** Opening RECORDS FOR THIS TASK block **
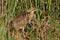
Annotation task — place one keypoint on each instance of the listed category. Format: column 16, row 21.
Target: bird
column 23, row 18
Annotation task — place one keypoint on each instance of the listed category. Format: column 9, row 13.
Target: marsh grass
column 45, row 27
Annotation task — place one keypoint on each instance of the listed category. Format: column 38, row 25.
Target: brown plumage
column 23, row 18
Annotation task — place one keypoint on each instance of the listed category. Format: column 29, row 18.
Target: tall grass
column 46, row 26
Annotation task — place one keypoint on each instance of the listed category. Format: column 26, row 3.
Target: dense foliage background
column 47, row 18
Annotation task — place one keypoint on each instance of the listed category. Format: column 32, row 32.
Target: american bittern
column 23, row 18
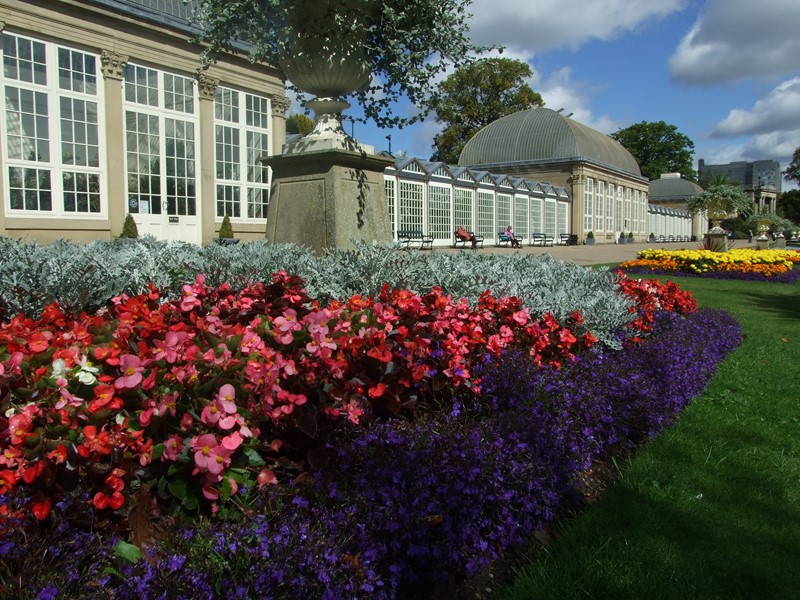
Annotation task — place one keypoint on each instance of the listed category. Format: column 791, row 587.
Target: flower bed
column 266, row 404
column 739, row 263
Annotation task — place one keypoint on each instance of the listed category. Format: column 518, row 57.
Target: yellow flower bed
column 745, row 260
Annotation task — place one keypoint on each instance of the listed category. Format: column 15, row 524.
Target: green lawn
column 710, row 509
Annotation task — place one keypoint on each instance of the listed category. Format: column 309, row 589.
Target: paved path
column 588, row 255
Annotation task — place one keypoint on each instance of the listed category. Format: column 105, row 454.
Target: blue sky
column 725, row 72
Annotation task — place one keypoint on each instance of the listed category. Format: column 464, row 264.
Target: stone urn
column 323, row 53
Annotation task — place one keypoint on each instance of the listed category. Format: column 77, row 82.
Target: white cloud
column 778, row 111
column 559, row 90
column 527, row 27
column 737, row 39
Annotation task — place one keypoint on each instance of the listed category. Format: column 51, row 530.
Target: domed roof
column 672, row 186
column 544, row 135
** Closing RECORDS FOR THIS TASK block **
• [YOUR OBJECTIVE]: Transcribe only what runs from the line with "Target: white cloud" to the last line above, keeping every line exactly as written.

• [YOUR RESPONSE]:
Target: white cloud
column 778, row 111
column 559, row 90
column 527, row 27
column 737, row 39
Annotation task — place one keypoint on each instance of the listed category. Format: column 51, row 530.
Target: domed roof
column 672, row 186
column 544, row 135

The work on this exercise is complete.